◆ 本文

ClaudeやGPT-4とは別にアプローチが必要かも
ただ注意点もある。「o1-preview」に比べると短くなったとはいえ、o1シリーズは長考によって課題に取り組むことに長けたモデル。細かく修正を出して、ChatGPT上だけで完成稿に近づけるには向かない(可能だが、それなら自分の手で書いた方が早い。多分入力するテキスト数が書きたい記事のそれを超える)
ClaudeやGPT-4に記事を書かせようとしていたときは、トライアンドエラーによって「自分で手を入れる必要がない文章が出てくる最強のプロンプト」を開発し、手直しを最小限にしたいと考えていたが、そのアプローチは再考すべきかもしれない。小〜中程度の手直しは覚悟し、とにかく「土台」を出しまくってもらうことで作業効率を上げる、あるいは音声入力を使うことで効率化するなど、いろいろ考えられそうではある。
またo1 pro modeに限った話ではないが、やはり複数のマルチモーダル(文字に限らない視覚や聴覚、嗅覚など)な情報を束ねて、記者独自の切り口で一つの記事にまとめるような作業を任せるのはまだ難しいというか、手間に見合わなかった。ただ、先述した通り書き筋はちゃんと進化しているので、情報入力に関する周辺環境がさらに整えば話は変わりそうだ。
多分、十八番は記事執筆じゃない
記者は3月、Claude 3 Opusで同様の検証を行った際「コラムや複数人への取材を基にした記事は、まだ人間がやった方が生産性が高い」「一方で企業からの発表をもとに記事を書くなら、AIと協業できる可能性が十分にある」と書いた。o1 Ppo modeも、この範囲内で進化しているな──というのが現状の感想だ。

◆ 以下のデータ
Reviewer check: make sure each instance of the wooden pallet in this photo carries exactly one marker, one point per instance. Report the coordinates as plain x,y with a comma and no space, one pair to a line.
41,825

◆ 課題と練習
[1] AIによる記事執筆を扱った本文について、次の問いに答えてください。
(a) o1シリーズは、どのように課題に取り組むことに長けたモデルだとされていますか？
(b) 記者が3月に同様の検証を行ったとき、使ったモデルは何ですか？
(c) ClaudeやGPT-4に記事を書かせようとしていたとき、記者はトライアンドエラーによって何を開発したいと考えていましたか？
[2] AIによる記事執筆を扱った本文の続きを書いてください。

◆ 解答は以下
[1]
(a) 長考によって課題に取り組むこと
(b) Claude 3 Opus
(c) 「自分で手を入れる必要がない文章が出てくる最強のプロンプト」

[2]
と同時に「恐らくこいつの得意分野は執筆ではないのに、その能力を無理やり文字書きに使わせているな」という感覚がある。あくまで記者の手法に基づく考え方だが、記事を書くのは事前にある程度当たりをつけてから骨組みを作り、その後細部を磨くタスクなので、長時間考えて答えを出すo1 pro modeとはあまり相性が良くない気もしている。
恐らくo1 pro modeにやらせるべきなのは記事の企画やそれを含むコンテンツ群の見せ方の検討をはじめ、複雑なデータの読解など、思考やそれに伴う情報整理の外注のはず。それができるからそこそこの記事が書けるだけで、執筆がすごく得意なわけではないのだろう。それだけでも十分にすごいことだとは思うが。
とはいえ「手を動かすところは外注して、仕事の楽しいところだけやりたい」は譲れない。OpenAIは12日間にわたってさまざまな発表をする旨を予告しているので、そのどこかで記者が望むAIが出てくることを期待したい。